BEGIN
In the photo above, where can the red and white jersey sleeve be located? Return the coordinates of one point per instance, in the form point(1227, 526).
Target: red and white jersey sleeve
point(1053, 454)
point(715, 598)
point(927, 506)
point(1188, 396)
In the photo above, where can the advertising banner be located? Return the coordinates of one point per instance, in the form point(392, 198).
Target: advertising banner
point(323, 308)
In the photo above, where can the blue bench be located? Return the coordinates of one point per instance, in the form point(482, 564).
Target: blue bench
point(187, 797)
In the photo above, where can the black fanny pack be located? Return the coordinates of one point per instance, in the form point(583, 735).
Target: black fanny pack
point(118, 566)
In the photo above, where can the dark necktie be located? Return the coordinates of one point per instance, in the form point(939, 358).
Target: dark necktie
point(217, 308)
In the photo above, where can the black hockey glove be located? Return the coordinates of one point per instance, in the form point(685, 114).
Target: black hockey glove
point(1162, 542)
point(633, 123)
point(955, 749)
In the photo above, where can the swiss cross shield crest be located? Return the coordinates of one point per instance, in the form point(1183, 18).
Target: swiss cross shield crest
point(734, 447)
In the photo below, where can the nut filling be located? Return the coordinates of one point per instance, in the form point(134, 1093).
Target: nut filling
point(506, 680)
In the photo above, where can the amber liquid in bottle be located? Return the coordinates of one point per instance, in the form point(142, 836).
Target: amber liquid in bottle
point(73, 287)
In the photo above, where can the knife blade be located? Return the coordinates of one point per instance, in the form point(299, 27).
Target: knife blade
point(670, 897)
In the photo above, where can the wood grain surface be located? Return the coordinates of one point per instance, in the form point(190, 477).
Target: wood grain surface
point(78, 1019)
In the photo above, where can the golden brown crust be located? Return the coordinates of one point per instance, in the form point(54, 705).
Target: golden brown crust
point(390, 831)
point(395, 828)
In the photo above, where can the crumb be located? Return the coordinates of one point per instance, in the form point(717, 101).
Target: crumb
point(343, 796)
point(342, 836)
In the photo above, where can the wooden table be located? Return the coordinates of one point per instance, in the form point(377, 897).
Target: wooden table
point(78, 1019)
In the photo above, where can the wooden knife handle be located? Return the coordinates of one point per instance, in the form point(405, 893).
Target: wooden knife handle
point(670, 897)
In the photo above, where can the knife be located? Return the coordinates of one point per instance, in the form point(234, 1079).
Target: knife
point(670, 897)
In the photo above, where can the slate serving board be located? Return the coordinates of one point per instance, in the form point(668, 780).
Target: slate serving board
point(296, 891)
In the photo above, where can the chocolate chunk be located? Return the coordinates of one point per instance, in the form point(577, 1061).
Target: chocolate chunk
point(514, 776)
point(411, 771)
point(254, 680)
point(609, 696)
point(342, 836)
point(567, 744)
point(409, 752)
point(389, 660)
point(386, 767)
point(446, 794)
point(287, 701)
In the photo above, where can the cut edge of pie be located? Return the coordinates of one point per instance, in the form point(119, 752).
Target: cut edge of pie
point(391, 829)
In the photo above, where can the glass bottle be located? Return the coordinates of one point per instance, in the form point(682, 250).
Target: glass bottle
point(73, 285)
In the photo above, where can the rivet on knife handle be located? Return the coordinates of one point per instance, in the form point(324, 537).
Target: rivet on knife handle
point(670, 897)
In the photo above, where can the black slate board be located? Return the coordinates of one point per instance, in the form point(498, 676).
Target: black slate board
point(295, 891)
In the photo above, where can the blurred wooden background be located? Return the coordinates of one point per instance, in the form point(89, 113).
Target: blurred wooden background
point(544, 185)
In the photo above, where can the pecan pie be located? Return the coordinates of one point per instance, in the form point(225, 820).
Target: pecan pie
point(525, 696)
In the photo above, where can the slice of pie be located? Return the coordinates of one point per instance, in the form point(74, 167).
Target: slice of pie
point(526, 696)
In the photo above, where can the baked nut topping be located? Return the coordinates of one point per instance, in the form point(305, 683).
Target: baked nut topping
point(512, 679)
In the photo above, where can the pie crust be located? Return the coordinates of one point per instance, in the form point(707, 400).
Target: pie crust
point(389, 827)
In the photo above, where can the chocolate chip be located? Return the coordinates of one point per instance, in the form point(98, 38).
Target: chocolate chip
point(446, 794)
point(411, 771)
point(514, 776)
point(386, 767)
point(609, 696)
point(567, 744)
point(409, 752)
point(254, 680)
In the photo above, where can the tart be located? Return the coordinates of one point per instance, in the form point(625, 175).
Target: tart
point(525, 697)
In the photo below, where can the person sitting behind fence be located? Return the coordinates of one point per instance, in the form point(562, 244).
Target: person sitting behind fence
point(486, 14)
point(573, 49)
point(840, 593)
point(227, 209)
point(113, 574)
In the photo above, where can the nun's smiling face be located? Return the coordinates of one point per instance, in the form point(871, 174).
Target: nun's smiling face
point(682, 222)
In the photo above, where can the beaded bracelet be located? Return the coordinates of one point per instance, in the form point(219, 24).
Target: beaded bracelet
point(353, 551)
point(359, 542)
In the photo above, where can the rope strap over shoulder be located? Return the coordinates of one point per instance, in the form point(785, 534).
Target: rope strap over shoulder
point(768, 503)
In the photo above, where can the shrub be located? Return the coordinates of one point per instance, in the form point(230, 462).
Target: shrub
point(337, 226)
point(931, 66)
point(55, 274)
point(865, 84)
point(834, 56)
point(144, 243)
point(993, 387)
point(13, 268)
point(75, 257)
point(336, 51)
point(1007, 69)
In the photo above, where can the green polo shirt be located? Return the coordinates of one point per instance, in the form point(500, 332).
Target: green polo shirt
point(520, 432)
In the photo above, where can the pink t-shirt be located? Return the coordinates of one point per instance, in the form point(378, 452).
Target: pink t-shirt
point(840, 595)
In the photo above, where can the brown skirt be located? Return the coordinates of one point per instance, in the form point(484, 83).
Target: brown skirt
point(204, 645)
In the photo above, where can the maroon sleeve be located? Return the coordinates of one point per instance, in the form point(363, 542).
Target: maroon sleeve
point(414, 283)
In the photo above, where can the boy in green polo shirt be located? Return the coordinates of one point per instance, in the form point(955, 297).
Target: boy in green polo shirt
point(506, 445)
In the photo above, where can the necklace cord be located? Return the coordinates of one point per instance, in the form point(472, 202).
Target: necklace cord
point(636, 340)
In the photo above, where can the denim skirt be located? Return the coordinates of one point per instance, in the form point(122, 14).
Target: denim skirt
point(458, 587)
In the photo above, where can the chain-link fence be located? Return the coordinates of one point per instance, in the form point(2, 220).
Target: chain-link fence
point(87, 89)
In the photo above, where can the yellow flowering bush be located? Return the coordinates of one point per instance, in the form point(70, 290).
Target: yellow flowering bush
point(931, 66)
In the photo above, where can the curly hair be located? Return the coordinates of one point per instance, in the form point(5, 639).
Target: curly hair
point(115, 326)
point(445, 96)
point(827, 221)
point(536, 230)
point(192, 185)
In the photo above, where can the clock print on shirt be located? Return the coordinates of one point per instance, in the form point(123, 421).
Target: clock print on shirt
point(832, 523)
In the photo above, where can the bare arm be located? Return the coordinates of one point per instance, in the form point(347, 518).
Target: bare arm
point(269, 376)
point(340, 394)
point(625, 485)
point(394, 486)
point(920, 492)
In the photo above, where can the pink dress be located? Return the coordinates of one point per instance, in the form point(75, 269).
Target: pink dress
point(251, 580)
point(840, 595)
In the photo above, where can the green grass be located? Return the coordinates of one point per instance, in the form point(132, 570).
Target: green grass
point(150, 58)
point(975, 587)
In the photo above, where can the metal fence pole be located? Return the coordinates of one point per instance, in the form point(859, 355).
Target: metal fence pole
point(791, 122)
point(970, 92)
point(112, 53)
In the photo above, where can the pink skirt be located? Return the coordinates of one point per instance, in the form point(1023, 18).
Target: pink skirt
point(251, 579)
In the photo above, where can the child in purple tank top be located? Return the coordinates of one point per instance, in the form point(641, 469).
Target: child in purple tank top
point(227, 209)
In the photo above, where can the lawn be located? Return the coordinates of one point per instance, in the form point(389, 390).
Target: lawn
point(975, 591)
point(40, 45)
END
[Task description] Reproduce only the lines of the listing starting with the line that contains "In the photo above, where can the curly" and going on through the line that contains "point(251, 579)", substituting "Label" for "Target" wherever it occurs and leaving everything else unchanged.

[Task answer]
In the photo above, where can the curly hair be located? Return the coordinates of one point per instance, in the form point(5, 639).
Label: curly hair
point(115, 326)
point(445, 96)
point(827, 221)
point(536, 230)
point(192, 185)
In the photo above, where can the clock print on shirt be located? Return the coordinates of one point per instance, in the form point(123, 421).
Label: clock print on shirt
point(832, 523)
In the photo above, where can the bare arm be located? Return the coordinates of one point per instance, in the form point(347, 518).
Label: bare arm
point(269, 376)
point(340, 394)
point(625, 485)
point(394, 486)
point(920, 492)
In the photo above, where can the pink dress be located? Return the coordinates of one point per instance, in the form point(75, 269).
Label: pink dress
point(251, 580)
point(840, 595)
In the photo above, where can the green grass be located? Return the coordinates of one point per instance, in the form point(132, 570).
Label: green grass
point(150, 58)
point(975, 587)
In the photo above, where can the metal fence pole be located? Return the coordinates of one point per instance, in the form point(859, 355).
Label: metal fence pole
point(791, 122)
point(970, 92)
point(112, 53)
In the photo above, where can the pink skirt be located? Return the coordinates of one point per instance, in the form point(1023, 18).
Label: pink skirt
point(251, 579)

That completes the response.